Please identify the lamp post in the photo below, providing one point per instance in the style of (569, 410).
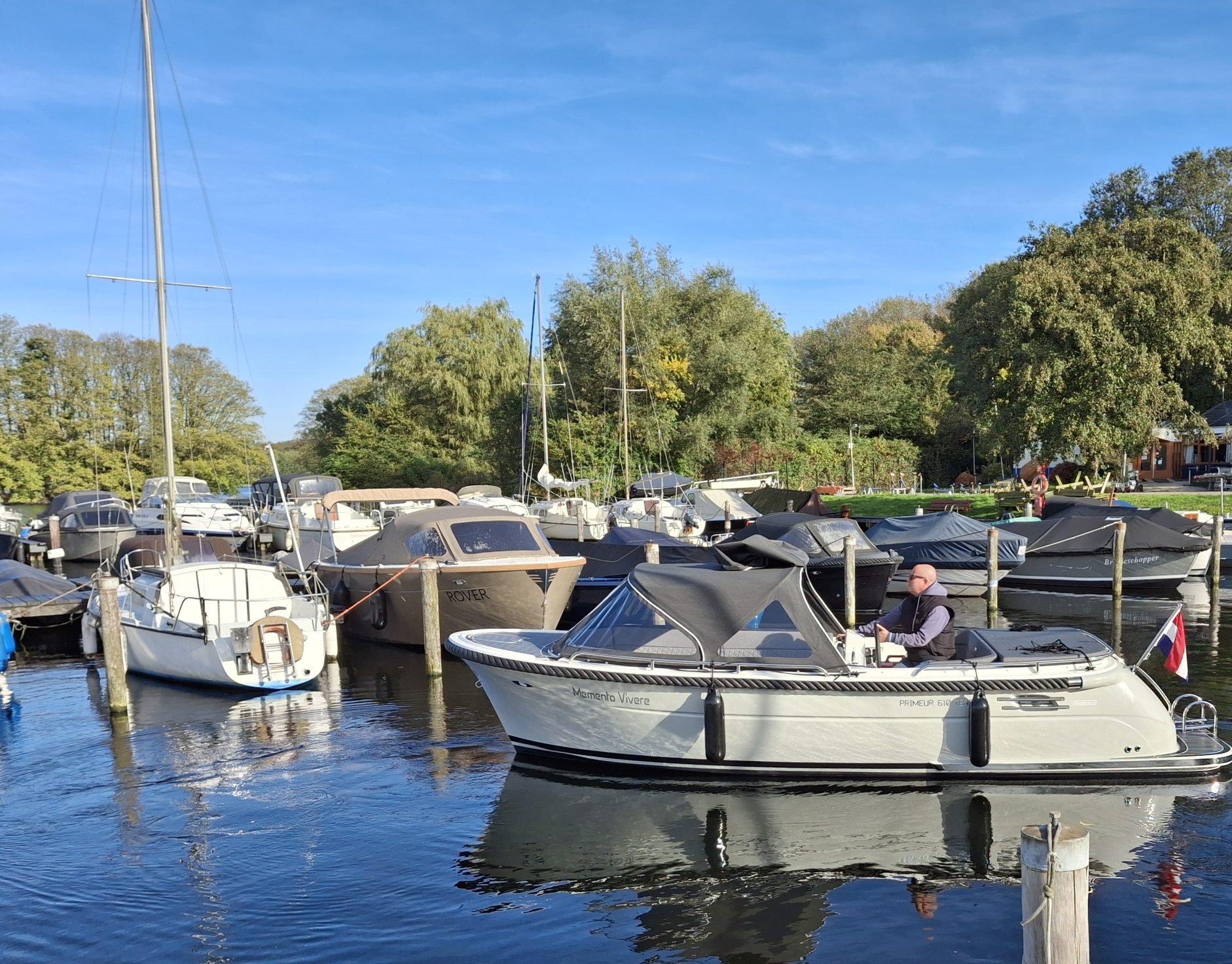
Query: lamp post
(852, 451)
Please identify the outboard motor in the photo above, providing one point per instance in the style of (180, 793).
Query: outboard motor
(979, 724)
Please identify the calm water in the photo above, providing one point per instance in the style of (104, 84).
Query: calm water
(374, 819)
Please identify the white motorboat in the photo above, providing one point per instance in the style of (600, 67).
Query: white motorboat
(204, 618)
(738, 671)
(198, 510)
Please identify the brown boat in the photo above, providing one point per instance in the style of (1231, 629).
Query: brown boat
(496, 570)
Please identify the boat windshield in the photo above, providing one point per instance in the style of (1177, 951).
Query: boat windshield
(494, 535)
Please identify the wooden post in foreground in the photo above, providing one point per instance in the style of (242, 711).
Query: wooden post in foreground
(1055, 929)
(1117, 557)
(53, 549)
(431, 617)
(1216, 549)
(849, 580)
(993, 575)
(114, 655)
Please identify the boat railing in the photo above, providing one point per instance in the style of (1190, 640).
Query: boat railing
(1206, 720)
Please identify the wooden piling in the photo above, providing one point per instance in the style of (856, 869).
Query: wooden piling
(993, 575)
(114, 655)
(849, 580)
(1216, 549)
(1055, 887)
(1117, 557)
(53, 550)
(431, 599)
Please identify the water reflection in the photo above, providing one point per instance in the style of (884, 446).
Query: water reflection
(748, 872)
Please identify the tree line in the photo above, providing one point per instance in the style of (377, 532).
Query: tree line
(1092, 335)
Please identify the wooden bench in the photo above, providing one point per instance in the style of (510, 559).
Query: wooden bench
(950, 506)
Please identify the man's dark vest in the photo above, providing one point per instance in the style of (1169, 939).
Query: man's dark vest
(916, 610)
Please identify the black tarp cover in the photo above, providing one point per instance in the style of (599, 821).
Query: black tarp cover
(768, 501)
(616, 554)
(659, 483)
(1059, 508)
(948, 540)
(1083, 534)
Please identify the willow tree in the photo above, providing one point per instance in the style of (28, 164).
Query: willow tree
(710, 363)
(438, 406)
(1089, 335)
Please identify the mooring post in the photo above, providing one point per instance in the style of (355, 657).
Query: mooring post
(1216, 549)
(1117, 557)
(427, 570)
(993, 575)
(849, 580)
(53, 550)
(1055, 885)
(114, 655)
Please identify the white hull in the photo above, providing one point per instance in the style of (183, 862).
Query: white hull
(1064, 720)
(192, 639)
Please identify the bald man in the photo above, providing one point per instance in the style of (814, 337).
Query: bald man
(922, 623)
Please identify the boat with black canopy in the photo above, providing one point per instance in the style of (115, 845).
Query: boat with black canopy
(737, 669)
(952, 544)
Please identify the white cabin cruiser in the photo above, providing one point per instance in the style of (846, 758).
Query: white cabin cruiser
(200, 512)
(738, 671)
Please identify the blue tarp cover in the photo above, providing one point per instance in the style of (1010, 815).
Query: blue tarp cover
(945, 539)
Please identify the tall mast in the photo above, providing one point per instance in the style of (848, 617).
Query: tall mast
(624, 392)
(170, 527)
(539, 314)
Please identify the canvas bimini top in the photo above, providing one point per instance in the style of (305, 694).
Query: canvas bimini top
(711, 616)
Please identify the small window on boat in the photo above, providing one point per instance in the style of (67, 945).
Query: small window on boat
(772, 634)
(427, 543)
(626, 625)
(494, 535)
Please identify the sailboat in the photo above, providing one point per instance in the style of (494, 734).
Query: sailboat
(567, 515)
(200, 618)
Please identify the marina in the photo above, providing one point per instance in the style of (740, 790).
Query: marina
(381, 802)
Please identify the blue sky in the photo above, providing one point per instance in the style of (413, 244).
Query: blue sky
(363, 159)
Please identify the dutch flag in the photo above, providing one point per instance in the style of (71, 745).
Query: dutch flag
(1170, 640)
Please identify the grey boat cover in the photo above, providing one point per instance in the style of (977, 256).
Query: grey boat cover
(431, 533)
(711, 606)
(768, 501)
(616, 554)
(1167, 518)
(1083, 534)
(661, 483)
(948, 540)
(22, 582)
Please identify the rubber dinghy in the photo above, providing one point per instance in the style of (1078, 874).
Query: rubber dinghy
(733, 670)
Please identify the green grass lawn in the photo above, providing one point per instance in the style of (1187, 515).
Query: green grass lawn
(985, 504)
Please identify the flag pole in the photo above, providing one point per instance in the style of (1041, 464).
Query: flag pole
(1151, 646)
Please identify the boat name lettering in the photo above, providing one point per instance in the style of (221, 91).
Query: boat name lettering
(626, 698)
(466, 596)
(932, 702)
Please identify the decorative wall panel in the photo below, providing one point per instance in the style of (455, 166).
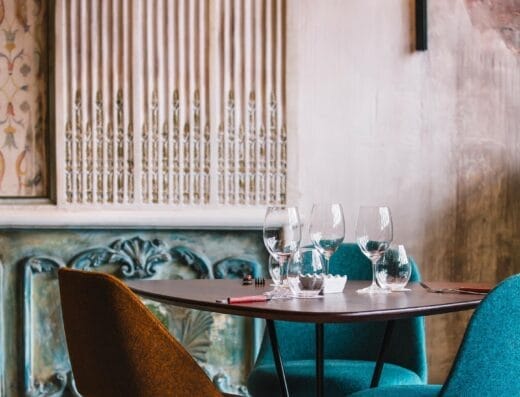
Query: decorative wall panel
(36, 358)
(23, 98)
(171, 102)
(2, 325)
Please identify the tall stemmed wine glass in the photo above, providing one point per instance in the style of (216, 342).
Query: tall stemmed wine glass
(327, 229)
(374, 233)
(282, 234)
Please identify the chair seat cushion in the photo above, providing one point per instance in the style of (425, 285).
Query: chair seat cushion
(401, 391)
(342, 377)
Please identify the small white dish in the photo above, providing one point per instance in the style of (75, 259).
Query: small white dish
(334, 284)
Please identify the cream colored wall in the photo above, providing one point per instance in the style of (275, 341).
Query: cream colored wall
(432, 134)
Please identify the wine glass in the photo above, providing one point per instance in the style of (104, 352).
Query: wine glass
(282, 235)
(374, 234)
(327, 229)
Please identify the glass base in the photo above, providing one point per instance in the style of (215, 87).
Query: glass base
(373, 289)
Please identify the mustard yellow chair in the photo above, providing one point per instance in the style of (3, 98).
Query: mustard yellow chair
(117, 347)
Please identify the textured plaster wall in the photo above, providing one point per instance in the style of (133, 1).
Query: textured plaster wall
(432, 134)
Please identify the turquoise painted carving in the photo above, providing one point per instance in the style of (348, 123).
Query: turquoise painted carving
(196, 261)
(237, 268)
(46, 365)
(39, 279)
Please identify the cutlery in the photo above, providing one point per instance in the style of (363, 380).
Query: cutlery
(244, 299)
(452, 290)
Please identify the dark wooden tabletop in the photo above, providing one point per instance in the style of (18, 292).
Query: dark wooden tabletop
(348, 306)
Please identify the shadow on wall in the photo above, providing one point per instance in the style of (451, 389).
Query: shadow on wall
(477, 238)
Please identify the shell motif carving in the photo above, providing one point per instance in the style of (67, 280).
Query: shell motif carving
(135, 258)
(138, 257)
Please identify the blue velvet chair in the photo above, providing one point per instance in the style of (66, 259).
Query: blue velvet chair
(488, 361)
(350, 349)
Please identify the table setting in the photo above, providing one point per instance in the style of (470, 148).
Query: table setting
(303, 271)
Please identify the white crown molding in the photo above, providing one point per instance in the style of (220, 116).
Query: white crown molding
(48, 216)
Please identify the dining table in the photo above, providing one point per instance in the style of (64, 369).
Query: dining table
(347, 306)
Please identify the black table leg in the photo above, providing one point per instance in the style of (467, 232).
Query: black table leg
(277, 358)
(319, 360)
(380, 358)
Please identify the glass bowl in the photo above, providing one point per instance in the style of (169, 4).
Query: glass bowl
(393, 269)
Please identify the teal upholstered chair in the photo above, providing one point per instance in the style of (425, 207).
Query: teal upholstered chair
(350, 349)
(488, 361)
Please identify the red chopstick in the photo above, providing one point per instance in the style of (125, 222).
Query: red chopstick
(246, 299)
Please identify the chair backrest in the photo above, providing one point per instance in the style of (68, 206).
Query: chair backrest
(360, 341)
(488, 360)
(117, 347)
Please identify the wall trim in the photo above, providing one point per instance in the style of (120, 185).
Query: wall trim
(190, 218)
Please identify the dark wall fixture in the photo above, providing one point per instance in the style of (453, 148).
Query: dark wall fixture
(421, 25)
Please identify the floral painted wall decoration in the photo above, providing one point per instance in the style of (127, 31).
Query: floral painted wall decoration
(23, 102)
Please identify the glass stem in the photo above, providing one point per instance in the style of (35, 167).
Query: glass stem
(326, 261)
(374, 283)
(283, 269)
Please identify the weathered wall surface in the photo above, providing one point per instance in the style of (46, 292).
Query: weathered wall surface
(432, 134)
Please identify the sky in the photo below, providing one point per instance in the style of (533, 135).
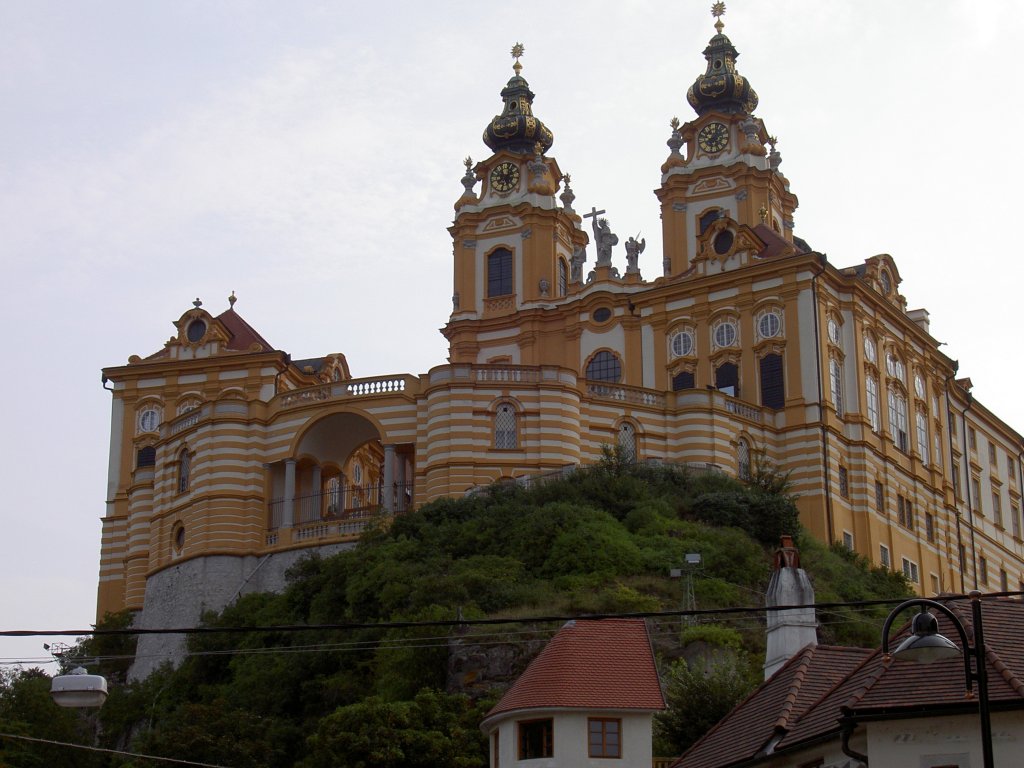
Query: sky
(307, 156)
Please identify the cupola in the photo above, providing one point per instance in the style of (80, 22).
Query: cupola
(516, 129)
(721, 88)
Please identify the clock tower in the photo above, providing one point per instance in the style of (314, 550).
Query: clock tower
(723, 164)
(513, 244)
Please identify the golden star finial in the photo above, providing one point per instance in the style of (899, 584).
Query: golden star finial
(517, 50)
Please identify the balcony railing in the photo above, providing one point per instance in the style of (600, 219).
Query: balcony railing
(342, 504)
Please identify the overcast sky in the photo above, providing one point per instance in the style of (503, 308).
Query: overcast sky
(307, 155)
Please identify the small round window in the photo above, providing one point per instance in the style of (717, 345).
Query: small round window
(682, 344)
(197, 329)
(725, 334)
(723, 242)
(769, 326)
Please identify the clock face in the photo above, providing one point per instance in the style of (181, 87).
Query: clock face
(505, 177)
(148, 420)
(713, 137)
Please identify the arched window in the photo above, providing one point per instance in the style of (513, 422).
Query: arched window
(727, 379)
(500, 272)
(604, 367)
(871, 390)
(897, 419)
(628, 441)
(505, 427)
(184, 470)
(682, 380)
(836, 384)
(743, 459)
(772, 389)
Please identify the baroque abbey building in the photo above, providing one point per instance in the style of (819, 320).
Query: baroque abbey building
(229, 460)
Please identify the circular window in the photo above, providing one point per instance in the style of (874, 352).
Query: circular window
(869, 348)
(725, 334)
(682, 344)
(196, 331)
(723, 242)
(886, 281)
(769, 326)
(834, 331)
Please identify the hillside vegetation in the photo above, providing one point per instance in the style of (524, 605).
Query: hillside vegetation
(599, 541)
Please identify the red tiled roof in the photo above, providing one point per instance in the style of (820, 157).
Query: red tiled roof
(593, 665)
(774, 708)
(806, 698)
(242, 334)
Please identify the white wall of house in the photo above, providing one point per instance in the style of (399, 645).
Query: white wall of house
(927, 742)
(570, 744)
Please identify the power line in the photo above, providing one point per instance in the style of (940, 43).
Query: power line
(453, 623)
(110, 752)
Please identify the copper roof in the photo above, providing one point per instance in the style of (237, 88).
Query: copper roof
(593, 665)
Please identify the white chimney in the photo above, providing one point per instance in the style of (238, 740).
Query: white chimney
(788, 631)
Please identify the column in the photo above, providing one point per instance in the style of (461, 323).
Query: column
(389, 479)
(288, 512)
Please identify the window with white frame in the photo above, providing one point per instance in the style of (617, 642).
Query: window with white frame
(682, 343)
(836, 384)
(871, 390)
(897, 419)
(506, 435)
(922, 422)
(628, 441)
(725, 334)
(769, 325)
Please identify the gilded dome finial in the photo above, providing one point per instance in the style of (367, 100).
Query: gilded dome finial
(718, 10)
(517, 50)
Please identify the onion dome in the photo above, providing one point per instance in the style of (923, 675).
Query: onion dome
(721, 88)
(516, 129)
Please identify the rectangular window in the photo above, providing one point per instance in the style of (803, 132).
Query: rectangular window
(604, 737)
(537, 738)
(500, 272)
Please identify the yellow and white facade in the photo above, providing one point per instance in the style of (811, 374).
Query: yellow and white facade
(228, 460)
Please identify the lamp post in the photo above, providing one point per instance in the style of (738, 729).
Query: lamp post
(926, 645)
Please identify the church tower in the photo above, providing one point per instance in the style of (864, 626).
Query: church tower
(723, 165)
(514, 243)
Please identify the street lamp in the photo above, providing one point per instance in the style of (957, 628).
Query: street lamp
(926, 645)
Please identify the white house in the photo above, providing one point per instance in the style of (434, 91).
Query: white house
(588, 699)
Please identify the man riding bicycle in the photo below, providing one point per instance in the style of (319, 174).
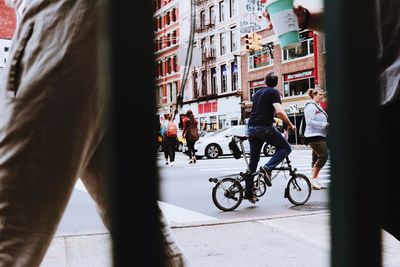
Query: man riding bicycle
(266, 102)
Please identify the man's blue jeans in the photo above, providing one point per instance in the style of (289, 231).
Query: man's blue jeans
(258, 135)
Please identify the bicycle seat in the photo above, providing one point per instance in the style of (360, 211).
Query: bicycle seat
(241, 137)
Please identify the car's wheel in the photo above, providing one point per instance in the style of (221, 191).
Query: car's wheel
(269, 150)
(213, 151)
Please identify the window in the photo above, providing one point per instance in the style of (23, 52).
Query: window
(234, 41)
(202, 19)
(221, 11)
(160, 94)
(260, 59)
(234, 76)
(252, 91)
(221, 121)
(195, 81)
(175, 64)
(168, 17)
(213, 81)
(298, 87)
(170, 93)
(224, 81)
(203, 82)
(307, 47)
(222, 43)
(169, 65)
(176, 89)
(232, 10)
(212, 15)
(203, 48)
(168, 40)
(212, 46)
(173, 38)
(173, 15)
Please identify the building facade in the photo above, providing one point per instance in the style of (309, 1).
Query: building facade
(298, 70)
(213, 87)
(7, 28)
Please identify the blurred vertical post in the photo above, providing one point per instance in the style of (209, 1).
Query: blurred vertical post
(127, 57)
(353, 97)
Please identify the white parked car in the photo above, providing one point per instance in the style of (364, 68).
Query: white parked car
(215, 144)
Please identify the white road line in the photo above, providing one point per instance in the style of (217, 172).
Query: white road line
(180, 215)
(80, 186)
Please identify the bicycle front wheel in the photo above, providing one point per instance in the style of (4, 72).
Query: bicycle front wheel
(299, 189)
(227, 194)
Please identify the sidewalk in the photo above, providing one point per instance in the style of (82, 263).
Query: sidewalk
(274, 241)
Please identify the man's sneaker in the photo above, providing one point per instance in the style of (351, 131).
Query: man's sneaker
(315, 184)
(267, 175)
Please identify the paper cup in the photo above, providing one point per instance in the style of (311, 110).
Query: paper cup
(285, 22)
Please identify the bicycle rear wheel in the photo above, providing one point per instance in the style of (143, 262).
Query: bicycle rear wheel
(227, 194)
(298, 189)
(259, 189)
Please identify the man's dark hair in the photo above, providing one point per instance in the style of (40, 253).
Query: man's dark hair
(271, 79)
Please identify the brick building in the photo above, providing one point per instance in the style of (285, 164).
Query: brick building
(7, 28)
(166, 38)
(297, 71)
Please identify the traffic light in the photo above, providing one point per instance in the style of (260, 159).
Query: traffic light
(257, 41)
(249, 41)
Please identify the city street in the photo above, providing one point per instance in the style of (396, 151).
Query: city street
(186, 186)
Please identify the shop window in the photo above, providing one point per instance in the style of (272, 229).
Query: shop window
(260, 59)
(298, 87)
(307, 48)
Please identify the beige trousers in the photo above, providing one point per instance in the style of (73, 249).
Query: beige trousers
(51, 126)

* Written instruction:
Quote verbatim the line containing "Please identify the traffic" and every line after it through the end of the records above.

* Finished answer:
Please identify the traffic light in the photo above, providing one point per instance in the style of (260, 159).
Query: traffic light
(257, 41)
(249, 41)
Please identify the city street in the photo above, providing one point per instance in the style of (396, 151).
Query: city street
(186, 186)
Please identify the shop window in the photo above, providing one point per instance in the style of (272, 229).
Query: shop window
(260, 59)
(298, 87)
(307, 48)
Please identify the beige trousers in the photo above, providing one point per instance in the style of (73, 249).
Query: beige trousers
(51, 126)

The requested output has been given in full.